- Opening Delimiter -

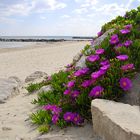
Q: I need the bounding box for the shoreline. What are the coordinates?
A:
[0,41,89,80]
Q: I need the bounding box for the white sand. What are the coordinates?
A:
[0,41,89,80]
[0,41,97,140]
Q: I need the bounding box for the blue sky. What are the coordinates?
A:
[0,0,139,36]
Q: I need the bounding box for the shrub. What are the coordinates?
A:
[29,7,140,133]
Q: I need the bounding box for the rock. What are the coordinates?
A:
[119,73,140,106]
[38,85,52,93]
[0,77,21,103]
[75,55,87,69]
[25,71,48,83]
[73,52,82,64]
[92,29,114,48]
[75,29,114,70]
[2,127,12,131]
[91,99,140,140]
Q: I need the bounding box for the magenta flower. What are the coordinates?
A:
[100,64,110,71]
[97,31,103,37]
[52,114,59,124]
[74,67,89,77]
[121,64,134,71]
[47,76,51,81]
[119,77,132,91]
[124,40,133,47]
[110,34,119,44]
[89,86,104,98]
[87,55,100,62]
[71,90,80,98]
[90,39,94,46]
[116,55,129,61]
[63,112,74,122]
[115,43,123,48]
[95,49,105,55]
[81,80,92,88]
[73,113,83,125]
[124,24,132,30]
[91,70,105,80]
[43,105,62,115]
[64,89,71,95]
[120,29,130,34]
[100,60,109,66]
[67,80,75,88]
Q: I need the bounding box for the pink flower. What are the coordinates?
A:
[81,80,92,88]
[100,60,110,66]
[110,34,119,45]
[97,31,103,37]
[124,24,132,30]
[74,67,89,77]
[71,90,80,98]
[67,80,75,88]
[119,77,132,91]
[120,29,130,34]
[64,89,71,95]
[91,70,106,80]
[95,49,105,55]
[116,55,129,61]
[87,55,100,62]
[124,40,133,47]
[121,64,134,71]
[89,86,104,98]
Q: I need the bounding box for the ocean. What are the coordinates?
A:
[0,36,92,48]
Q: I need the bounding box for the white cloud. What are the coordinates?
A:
[61,15,70,18]
[40,16,47,20]
[0,0,67,17]
[74,7,88,14]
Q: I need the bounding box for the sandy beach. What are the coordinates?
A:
[0,41,89,80]
[0,41,97,140]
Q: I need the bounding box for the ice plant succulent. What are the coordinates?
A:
[100,60,110,66]
[74,67,89,77]
[110,34,119,44]
[87,55,100,62]
[63,112,74,122]
[119,77,132,91]
[120,29,130,34]
[71,90,80,98]
[124,24,132,30]
[116,55,129,61]
[67,80,75,88]
[124,40,133,47]
[121,64,134,71]
[91,70,105,80]
[95,49,105,55]
[64,89,71,95]
[81,79,92,88]
[97,31,103,37]
[89,86,104,98]
[100,64,110,71]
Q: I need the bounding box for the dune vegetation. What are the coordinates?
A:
[27,6,140,133]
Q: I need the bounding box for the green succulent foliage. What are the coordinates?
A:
[29,6,140,134]
[31,110,51,125]
[26,80,49,93]
[129,39,140,70]
[136,12,140,24]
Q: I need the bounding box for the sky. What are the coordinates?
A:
[0,0,140,36]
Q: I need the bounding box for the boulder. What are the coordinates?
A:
[91,99,140,140]
[73,52,82,64]
[38,85,52,93]
[75,29,114,69]
[0,77,21,103]
[75,55,87,69]
[25,71,48,83]
[92,29,114,48]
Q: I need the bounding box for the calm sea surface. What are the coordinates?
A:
[0,36,90,48]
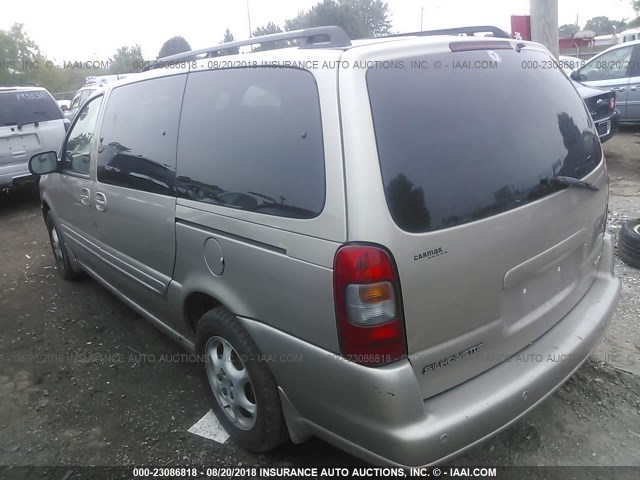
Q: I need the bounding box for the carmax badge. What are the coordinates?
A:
[423,342,486,374]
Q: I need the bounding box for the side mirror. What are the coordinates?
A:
[570,70,577,80]
[60,105,69,112]
[29,151,58,175]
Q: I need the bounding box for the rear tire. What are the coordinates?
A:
[46,211,81,280]
[618,219,640,269]
[195,306,289,452]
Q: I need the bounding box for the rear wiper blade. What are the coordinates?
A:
[541,175,599,192]
[16,120,40,130]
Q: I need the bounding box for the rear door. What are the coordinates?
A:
[90,74,186,320]
[577,43,637,119]
[343,41,608,399]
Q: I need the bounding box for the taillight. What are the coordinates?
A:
[333,245,406,367]
[609,95,616,112]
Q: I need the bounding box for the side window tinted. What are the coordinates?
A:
[97,75,186,195]
[62,95,103,175]
[580,46,634,81]
[176,68,325,219]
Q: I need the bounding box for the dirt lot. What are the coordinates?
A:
[1,129,639,475]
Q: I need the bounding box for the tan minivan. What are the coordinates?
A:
[29,26,620,466]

- Closing Delimiter -

▶ **EXERCISE INSTRUCTIONS**
Output only the lines running from the top of the data above to the line with "Q: I need the bounding box for the ice", inclusive, word for word and without pictures.

▶ **EXERCISE RESPONSE**
Q: I need the bounding box for the shoreline. What are the coordinates?
A:
[0,41,89,80]
Q: I need the bounding box for the white sand. What are the coordinates?
A:
[0,41,89,80]
[0,41,97,140]
Q: I need the bounding box for the blue sky. What are the coordinates?
A:
[0,0,139,36]
Q: I need the bounding box for the shrub. What are the coordinates?
A:
[29,7,140,133]
Q: I need the bounding box for the rock. What are the coordinates?
A:
[119,73,140,106]
[38,85,52,93]
[0,77,21,103]
[75,55,87,69]
[25,71,48,83]
[73,52,82,64]
[92,29,114,48]
[75,29,114,70]
[2,127,12,131]
[91,99,140,140]
Q: I need the bounding box for the magenta flower. What are the coordinates?
A:
[100,64,110,71]
[97,31,103,37]
[52,114,59,124]
[74,67,89,77]
[121,64,134,71]
[47,76,51,81]
[119,77,132,91]
[124,40,133,47]
[110,34,119,44]
[89,86,104,98]
[87,55,100,62]
[71,90,80,98]
[90,39,94,46]
[116,55,129,61]
[63,112,74,122]
[115,43,123,48]
[95,49,105,55]
[81,80,92,88]
[73,113,83,125]
[124,24,132,30]
[91,70,105,80]
[43,105,62,115]
[64,89,71,95]
[120,29,130,34]
[100,60,109,66]
[67,80,75,88]
Q: I need the bounding box for the pink flower. What are the coordinates?
A:
[81,80,92,88]
[100,60,110,66]
[110,34,119,45]
[97,31,103,37]
[124,24,132,30]
[74,67,89,77]
[71,90,80,98]
[67,80,75,88]
[119,77,132,91]
[120,29,130,34]
[64,89,71,95]
[91,70,106,80]
[95,49,105,55]
[116,55,129,61]
[87,55,100,62]
[124,40,133,47]
[121,64,134,71]
[89,86,104,98]
Q: I need the bounding box for the ocean. What are the coordinates?
A:
[0,36,92,48]
Q: I need the bounding box for the white cloud. What are the coordinates?
A:
[61,15,70,18]
[40,16,47,20]
[0,0,67,17]
[74,7,88,14]
Q: I need the bounding box for the sandy beach. What are the coordinates?
A:
[0,41,89,80]
[0,41,97,140]
Q: I need the bounding box for the ice plant succulent. What are the coordinates?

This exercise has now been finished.